Though she offers almost no opinions or non-territorial discussion on the other treaties, MacMillan punctures a number of long-standing myths about the Versailles treaty with Germany. She declares firmly that a real defeat was not brought home to the German people, that the power of the peacemakers was limited, that they were not responsible for the fragmentation of Europe which predated their labors, and that the blockade did not starve Germany. More importantly, neither the Versailles treaty nor France was vindictive, reparations were not crushing, the treaty was not enforced with any consistency, and it did not seriously restrict German power, for Germany (where East Prussia had been separated from other portions for most of its history) had an improved strategic position under it. Most especially, while acknowledging that the peacemakers made mistakes, particularly outside Europe, she rightly asserts that the Versailles treaty was not primarily responsible for either the next twenty years or for World War II. These views have been discussed for a generation in the scholarly literature. Yet the old propaganda-driven myths persist in popular literature, the press, and the minds of educated non-experts. In her determined effort to slay these dragons, MacMillan has done a great service.

Whether she succeeds will depend on what audience her book reaches. However, what audience she aims at is not entirely clear. Though it is much better researched, broader in scope, and different in its conclusions, Paris 1919 often seems to follow in the tradition of the volumes of Richard Watt and Charles Mee.[1] But there are difficulties which may make it difficult for non-experts to fully understand the book. Chiefly these have to do with organization and omissions or lack of emphasis.

As MacMillan notes, the Paris peace conference was disorganized, both in the early pleas of small powers before the Council of Ten and in the later sessions of the Council of Four, which darted from topic to topic. MacMillan chose to follow this disorganization and present issues more chronologically than topically. Thus she starts with the League of Nations and related issues (mandates), as is conventional, but does not discuss the tense battle over a racial equality clause in the League Covenant until a chapter on Japan (220 pages later), presumably because the question reached crisis proportions in April, though it had arisen earlier.

■ RAW DATA:
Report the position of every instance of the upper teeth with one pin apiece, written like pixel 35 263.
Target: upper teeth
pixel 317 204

■ WHAT TO WORK ON: In the review of MacMillan's book, in which chapter does she take up the fight over a racial equality clause in the League Covenant?

■ SOLUTION TO THE EXERCISE: A chapter on Japan, 220 pages after her discussion of the League of Nations.